**GIVEN PROBLEM:**
Print the lines of the items below unchanged, starting at the line that contains "Would you kindly pick out the metal" and continuing up to and including the last line of the items.

-------- SUPPLIED DATA --------

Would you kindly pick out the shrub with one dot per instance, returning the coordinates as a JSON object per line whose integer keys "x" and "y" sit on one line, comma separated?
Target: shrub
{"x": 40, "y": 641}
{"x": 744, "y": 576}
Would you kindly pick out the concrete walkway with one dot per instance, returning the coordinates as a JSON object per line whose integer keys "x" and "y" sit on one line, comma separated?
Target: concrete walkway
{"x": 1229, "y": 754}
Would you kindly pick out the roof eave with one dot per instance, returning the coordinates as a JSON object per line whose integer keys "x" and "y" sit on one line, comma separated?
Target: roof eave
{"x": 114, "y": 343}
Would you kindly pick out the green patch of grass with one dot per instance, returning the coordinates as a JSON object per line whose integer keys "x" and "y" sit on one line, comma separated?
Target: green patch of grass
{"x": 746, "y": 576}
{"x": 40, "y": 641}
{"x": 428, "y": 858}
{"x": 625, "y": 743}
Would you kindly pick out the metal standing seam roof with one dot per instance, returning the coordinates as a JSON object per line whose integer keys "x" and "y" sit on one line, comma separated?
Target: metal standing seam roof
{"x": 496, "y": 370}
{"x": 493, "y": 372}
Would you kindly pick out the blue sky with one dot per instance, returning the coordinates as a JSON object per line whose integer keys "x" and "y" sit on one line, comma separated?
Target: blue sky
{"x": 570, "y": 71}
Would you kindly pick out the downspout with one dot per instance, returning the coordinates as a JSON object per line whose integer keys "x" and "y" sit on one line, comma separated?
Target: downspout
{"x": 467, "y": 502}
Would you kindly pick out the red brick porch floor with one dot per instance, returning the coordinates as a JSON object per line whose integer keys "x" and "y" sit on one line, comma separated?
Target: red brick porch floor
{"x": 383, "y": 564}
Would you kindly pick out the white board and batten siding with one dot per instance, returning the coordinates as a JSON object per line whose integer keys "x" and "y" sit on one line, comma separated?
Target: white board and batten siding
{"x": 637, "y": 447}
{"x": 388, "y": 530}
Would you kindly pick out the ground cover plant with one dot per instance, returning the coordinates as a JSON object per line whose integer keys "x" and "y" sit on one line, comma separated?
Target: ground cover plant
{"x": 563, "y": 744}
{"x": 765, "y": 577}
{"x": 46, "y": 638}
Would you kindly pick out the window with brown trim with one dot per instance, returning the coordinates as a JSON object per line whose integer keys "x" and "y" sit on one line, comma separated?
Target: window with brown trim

--------

**FINAL ANSWER:**
Would you kindly pick out the metal standing seam roof with one dot per instance, returning the coordinates as a JSON object per line whose integer keys "x" and "y" sit on one line, comma separated?
Target: metal standing seam roof
{"x": 496, "y": 370}
{"x": 493, "y": 372}
Would you kindly pick out the blue sky with one dot per instance, returning the coordinates as a JSON object per line whose integer keys "x" and "y" sit on one line, comma separated?
Target: blue sky
{"x": 570, "y": 71}
Would you kindly pick out the downspout with one dot per instance, returning the coordinates as a JSON object per line whose integer keys "x" and "y" sit on one line, comma separated?
Target: downspout
{"x": 467, "y": 502}
Would you kindly pick out the red brick porch floor with one dot per instance, returning the coordinates as a JSON object per line whose integer keys "x" and "y" sit on one line, comma separated?
Target: red brick porch floor
{"x": 383, "y": 564}
Would you kindly pick out the white board and batten siding with one dot per instance, returning the coordinates as a JSON object per line whose integer keys "x" and "y" sit on one line, comma separated?
Target: white board and batten siding
{"x": 637, "y": 447}
{"x": 388, "y": 530}
Would you kindly pick out the ground cover plant with one dot per instance, returning the coordinates as a JSON object per line whose integer keys "x" and "y" sit on one line, comma separated?
Target: ground cover plant
{"x": 563, "y": 744}
{"x": 765, "y": 577}
{"x": 46, "y": 638}
Would you kindly pick out the window with brown trim with one dot per instance, returning the coordinates as a JSON object per line whose integer keys "x" and "y" sit on one line, comma separated?
Target: window with brown trim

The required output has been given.